Challenge: Rewrite all of the data below as a JSON list of strings, one string per line, with blank lines skipped and the pictures left out.

────────

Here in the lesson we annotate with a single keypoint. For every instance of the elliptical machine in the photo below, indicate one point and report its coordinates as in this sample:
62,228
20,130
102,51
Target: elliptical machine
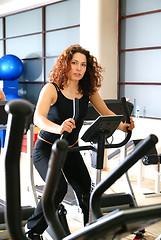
110,226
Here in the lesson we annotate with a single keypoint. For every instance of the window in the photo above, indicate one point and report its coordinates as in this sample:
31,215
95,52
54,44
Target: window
37,37
140,55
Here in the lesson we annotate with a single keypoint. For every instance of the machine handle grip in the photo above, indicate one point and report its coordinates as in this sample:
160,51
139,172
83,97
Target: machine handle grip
139,151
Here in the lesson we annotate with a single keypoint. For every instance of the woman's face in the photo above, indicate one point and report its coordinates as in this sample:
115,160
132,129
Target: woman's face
78,67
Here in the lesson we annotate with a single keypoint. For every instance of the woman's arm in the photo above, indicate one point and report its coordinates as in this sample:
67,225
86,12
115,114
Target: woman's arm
47,97
103,110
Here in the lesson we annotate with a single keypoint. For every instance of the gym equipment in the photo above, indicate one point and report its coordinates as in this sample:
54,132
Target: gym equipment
112,225
102,128
26,210
11,67
116,224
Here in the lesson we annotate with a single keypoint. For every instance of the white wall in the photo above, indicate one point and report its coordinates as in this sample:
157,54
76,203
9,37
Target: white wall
98,33
12,6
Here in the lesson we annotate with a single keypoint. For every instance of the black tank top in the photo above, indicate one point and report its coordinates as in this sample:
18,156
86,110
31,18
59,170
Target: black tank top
62,110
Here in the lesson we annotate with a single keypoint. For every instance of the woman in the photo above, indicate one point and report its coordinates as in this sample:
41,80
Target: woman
2,95
76,74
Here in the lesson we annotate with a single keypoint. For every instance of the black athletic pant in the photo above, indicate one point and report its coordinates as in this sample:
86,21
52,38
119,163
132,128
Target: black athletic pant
75,172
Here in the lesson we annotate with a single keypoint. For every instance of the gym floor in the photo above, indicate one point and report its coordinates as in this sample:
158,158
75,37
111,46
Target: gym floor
152,232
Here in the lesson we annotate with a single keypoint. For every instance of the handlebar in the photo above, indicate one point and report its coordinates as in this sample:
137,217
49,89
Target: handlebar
75,115
140,150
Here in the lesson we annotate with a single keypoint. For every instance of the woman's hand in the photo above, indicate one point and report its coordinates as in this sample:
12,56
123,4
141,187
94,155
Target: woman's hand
67,126
127,126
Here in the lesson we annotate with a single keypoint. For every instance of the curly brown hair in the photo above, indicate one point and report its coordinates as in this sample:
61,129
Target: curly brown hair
92,78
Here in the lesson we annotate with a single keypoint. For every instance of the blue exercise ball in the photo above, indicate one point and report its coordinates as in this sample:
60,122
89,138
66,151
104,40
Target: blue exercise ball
11,96
11,67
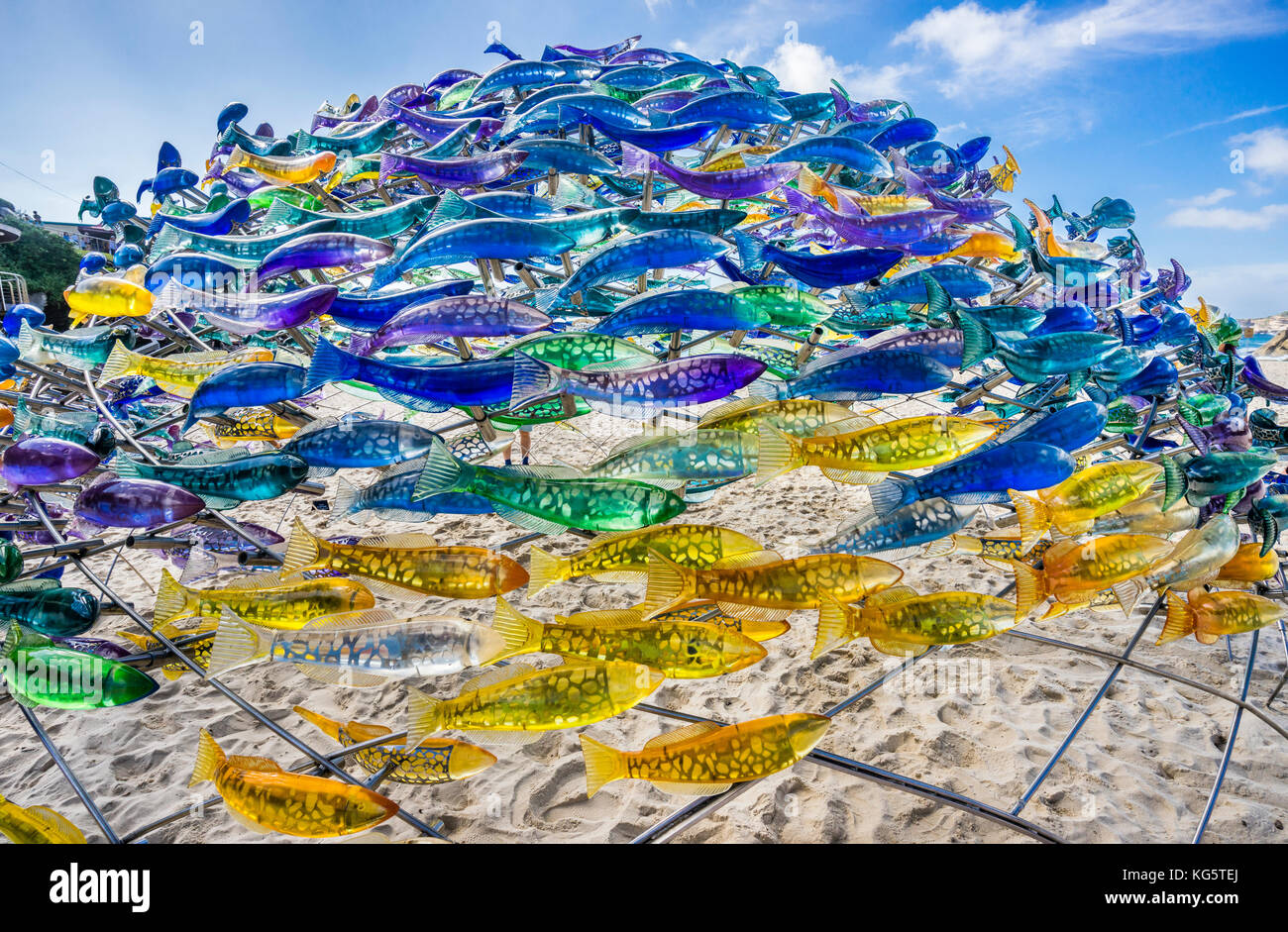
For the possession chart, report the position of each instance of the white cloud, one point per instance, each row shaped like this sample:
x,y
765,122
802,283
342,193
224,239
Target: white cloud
x,y
1265,151
805,67
1223,121
1228,218
1243,290
987,47
1206,200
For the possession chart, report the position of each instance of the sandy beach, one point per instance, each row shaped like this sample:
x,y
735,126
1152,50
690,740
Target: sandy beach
x,y
980,720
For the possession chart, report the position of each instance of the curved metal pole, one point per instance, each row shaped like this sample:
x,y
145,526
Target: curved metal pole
x,y
39,509
94,811
1086,713
1229,744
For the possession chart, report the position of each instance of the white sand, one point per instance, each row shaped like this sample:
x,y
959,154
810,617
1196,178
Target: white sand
x,y
1138,772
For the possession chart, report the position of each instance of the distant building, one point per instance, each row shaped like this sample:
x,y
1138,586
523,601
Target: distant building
x,y
82,236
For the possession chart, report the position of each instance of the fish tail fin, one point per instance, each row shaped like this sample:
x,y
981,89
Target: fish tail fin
x,y
832,627
346,498
1180,622
327,726
329,365
301,550
27,339
1029,588
532,378
1034,518
977,342
603,765
669,586
1175,483
545,570
890,494
441,472
751,252
236,644
522,635
382,274
209,757
119,363
424,717
635,161
780,454
171,600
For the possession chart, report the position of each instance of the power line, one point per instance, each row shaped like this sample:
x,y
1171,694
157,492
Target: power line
x,y
40,183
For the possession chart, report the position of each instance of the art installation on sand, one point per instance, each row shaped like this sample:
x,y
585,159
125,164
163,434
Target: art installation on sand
x,y
361,319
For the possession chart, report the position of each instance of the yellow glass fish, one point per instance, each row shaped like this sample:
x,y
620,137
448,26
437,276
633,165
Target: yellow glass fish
x,y
1209,615
623,557
709,613
1004,175
37,825
795,416
178,374
1074,505
898,621
267,798
683,651
263,599
763,586
252,424
1247,566
283,168
1146,516
197,651
862,452
436,761
399,564
982,245
103,296
875,205
1055,246
1074,573
516,704
704,757
732,158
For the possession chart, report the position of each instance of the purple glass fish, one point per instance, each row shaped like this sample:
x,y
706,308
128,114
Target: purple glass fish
x,y
717,184
454,172
462,316
322,250
46,460
115,502
638,391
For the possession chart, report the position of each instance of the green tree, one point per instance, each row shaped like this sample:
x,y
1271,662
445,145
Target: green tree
x,y
48,261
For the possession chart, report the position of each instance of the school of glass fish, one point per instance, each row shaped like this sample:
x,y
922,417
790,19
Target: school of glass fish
x,y
638,233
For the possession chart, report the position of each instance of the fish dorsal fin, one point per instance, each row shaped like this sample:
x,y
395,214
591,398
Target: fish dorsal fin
x,y
249,580
343,621
211,458
684,734
544,471
55,824
498,674
854,476
896,593
340,676
846,426
408,541
256,763
755,558
635,442
729,409
606,618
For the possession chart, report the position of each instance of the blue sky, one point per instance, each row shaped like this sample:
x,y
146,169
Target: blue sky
x,y
1177,106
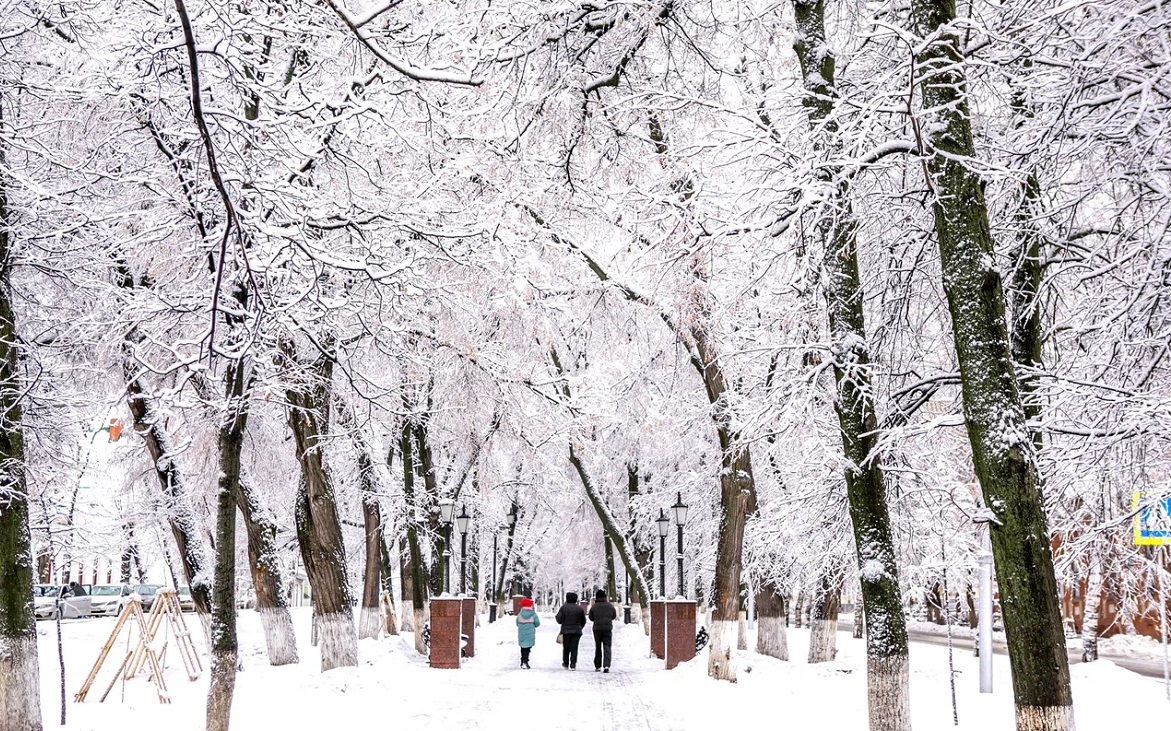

────────

Written solution:
[
  "Here in the lesson we annotate with a single keypoint. For every instance of the elliptical machine in the photo below, indicate one point and report its coordinates as in this sample:",
  "62,228",
  "20,130",
  "102,51",
  "Target: elliptical machine",
  "110,226",
  "Here in the lesson we annotate with a single keypoint. For every instance of the window in the photo above, indicate one point and report its coordinates as in this sample:",
  "31,215",
  "95,52",
  "54,44",
  "Target: window",
  "37,37",
  "140,55",
  "Here in the lesson we annotate with a single keypoint. For every instance of the machine handle grip in the photo above, indicate one point and report its coordinates as in this sample:",
  "160,51",
  "139,172",
  "83,97",
  "Target: machine handle grip",
  "139,151",
  "Here in the lesson we annotate with a single keypoint. For every instance of the woman's face in the photo above, indicate one point and report its coordinates as in this sample:",
  "115,160",
  "132,129",
  "Target: woman's face",
  "78,67",
  "Here in the lesson we annotate with a single keypoint. For every instance of the woman's arm in the photo above, indicate one point and report its coordinates as in this sample:",
  "67,225",
  "86,12",
  "115,114",
  "Target: woman's arm",
  "47,97",
  "103,110",
  "Here in the lesson we annotate with a single keypoint. For every instance of the gym equipment in the photo above, indicate one point and report its coordinates as in this sample:",
  "54,132",
  "Target: gym equipment",
  "112,225",
  "102,128",
  "26,210",
  "11,67",
  "116,224",
  "Here in the lesson we annotate with a single keypoint. For every instance of the white wall in the photo above, indicate one point and report its coordinates as in this sample:",
  "157,54",
  "76,203",
  "9,37",
  "Target: white wall",
  "98,33",
  "12,6",
  "Here in the lesson we annotate with a single keypoint. For every instance of the black tank top in the photo above, indicate one point and report its coordinates as in this sample:",
  "18,156",
  "86,110",
  "31,18",
  "59,170",
  "Target: black tank top",
  "62,110",
  "Here in the lesson we annotate with a single keypoint. For every instance of the woman in the photo above, indicate one point and report its coordinates as in this sample:",
  "41,80",
  "Target: woman",
  "2,95",
  "76,74",
  "Here in the lesson we annotate with a single keypoint. For every instance of the black athletic pant in the photo above, indicate one point and report its coordinates as in this sample:",
  "86,21",
  "52,38",
  "119,163",
  "132,128",
  "Target: black athletic pant",
  "75,172",
  "Here in the lesson we annotate with a single keypoint. For every instance of the gym floor in the photo above, indicate one point and report its coordinates as in this sample:",
  "158,158",
  "75,37",
  "111,46",
  "Target: gym floor",
  "152,232",
  "Here in the lesson we annotate with a single keypoint. For every instance of the handlebar in the photo above, indicate one point and report its coordinates as in this sample:",
  "137,217",
  "49,89",
  "Target: handlebar",
  "75,115",
  "140,150",
  "Here in the lesson we annotate with a single keypoint. For every instance of the woman's hand in the photo above, indicate one point and report its coordinates as in this sample:",
  "12,56",
  "123,4",
  "141,187",
  "94,155",
  "Target: woman's hand",
  "67,126",
  "127,126",
  "Here in the lesson we annotate with a single keypoint. For every instance of the curly brown hair in the photo above, indicate one point and report its coordinates as in this sample:",
  "61,129",
  "Target: curly brown hair",
  "92,78",
  "Here in the lesson we annotate with a single keypoint. For every instance of the blue exercise ball in the photo above, indicate one point and report its coordinates as in this sample:",
  "60,122",
  "89,138",
  "66,151",
  "104,40",
  "Target: blue exercise ball",
  "11,96",
  "11,67",
  "For the possession chart, report the position of each instance of the white cloud, one point per instance, each row shaped like this sample:",
  "x,y",
  "765,122",
  "802,283",
  "342,193",
  "224,239",
  "Target: white cloud",
  "x,y",
  "1265,151",
  "805,67",
  "1223,121",
  "1228,218",
  "1243,290",
  "987,47",
  "1206,200",
  "For the possession chart, report the position of each instance of the sandy beach, one point per instance, each row shaped like this sample:",
  "x,y",
  "735,126",
  "1152,50",
  "690,740",
  "Target: sandy beach",
  "x,y",
  "980,720",
  "For the possession chart, report the position of each instance of the curved metal pole, one point per instance, each row shaped like this sample:",
  "x,y",
  "145,526",
  "Target: curved metal pole",
  "x,y",
  "39,509",
  "94,811",
  "1086,713",
  "1229,744",
  "For the possession chart, report the position of each instance of the white sand, one point per instance, each row shaped like this sample:",
  "x,y",
  "959,154",
  "810,617",
  "1196,178",
  "Target: white sand",
  "x,y",
  "1138,772",
  "For the possession chart, report the position of each instance of the distant building, one point per instance, each row shaped like this sample:",
  "x,y",
  "1138,586",
  "523,601",
  "Target: distant building",
  "x,y",
  "82,236",
  "For the possession chart, report the position of each instance of the fish tail fin, one point per instance, each row shaped like this sample:",
  "x,y",
  "981,89",
  "Target: fish tail fin",
  "x,y",
  "832,627",
  "346,498",
  "1180,622",
  "327,726",
  "329,365",
  "301,550",
  "27,339",
  "1029,588",
  "532,378",
  "1034,518",
  "977,342",
  "603,765",
  "669,586",
  "1175,483",
  "545,570",
  "890,494",
  "441,472",
  "751,252",
  "236,644",
  "522,635",
  "382,274",
  "209,757",
  "119,363",
  "424,717",
  "635,161",
  "780,454",
  "171,600",
  "For the possession chart, report the position of each instance of the power line, one point per instance, each row shaped like this sample:",
  "x,y",
  "1171,694",
  "157,492",
  "Target: power line",
  "x,y",
  "40,183",
  "For the possession chart, report the position of each instance of the art installation on sand, one point per instance, each row shaped like this sample:",
  "x,y",
  "585,159",
  "125,164",
  "163,434",
  "Target: art installation on sand",
  "x,y",
  "361,319",
  "For the possession chart, report the position of each instance of the yellow glass fish, one point per instance, each row shaped like this sample:",
  "x,y",
  "620,137",
  "448,26",
  "437,276",
  "633,165",
  "Target: yellow glass fish",
  "x,y",
  "1209,615",
  "623,557",
  "709,613",
  "1004,175",
  "37,825",
  "795,416",
  "178,374",
  "1074,505",
  "898,621",
  "267,798",
  "683,651",
  "263,599",
  "763,586",
  "252,424",
  "1247,566",
  "283,168",
  "1146,516",
  "197,651",
  "862,452",
  "436,761",
  "399,564",
  "982,245",
  "103,296",
  "875,205",
  "1055,246",
  "1074,573",
  "516,704",
  "704,757",
  "732,158",
  "For the possession chart, report the position of each instance of the purple glass fish, one point per instance, each row shaped like this sample:",
  "x,y",
  "706,308",
  "128,114",
  "Target: purple glass fish",
  "x,y",
  "717,184",
  "454,172",
  "462,316",
  "322,250",
  "46,460",
  "115,502",
  "638,391",
  "For the possession chart, report the position of each instance of the green tree, one point per instance, each row shaped like this sample:",
  "x,y",
  "1271,662",
  "445,145",
  "Target: green tree",
  "x,y",
  "48,261",
  "For the possession chart, report the position of each instance of the school of glass fish, one point per instance, each row shaped like this sample:",
  "x,y",
  "922,417",
  "790,19",
  "Target: school of glass fish",
  "x,y",
  "638,233",
  "For the possession chart, report the position of each instance of the fish dorsal fin, one point per instance, each row shaped like this sample:",
  "x,y",
  "395,214",
  "591,398",
  "Target: fish dorsal fin",
  "x,y",
  "249,580",
  "343,621",
  "211,458",
  "684,734",
  "544,471",
  "55,824",
  "498,674",
  "854,476",
  "896,593",
  "340,676",
  "846,426",
  "408,541",
  "256,763",
  "755,558",
  "635,442",
  "729,409",
  "606,618",
  "For the possession chart, report the position of each instance of the blue sky, one point per instance, each row shaped like this sample:",
  "x,y",
  "146,169",
  "Target: blue sky",
  "x,y",
  "1177,106"
]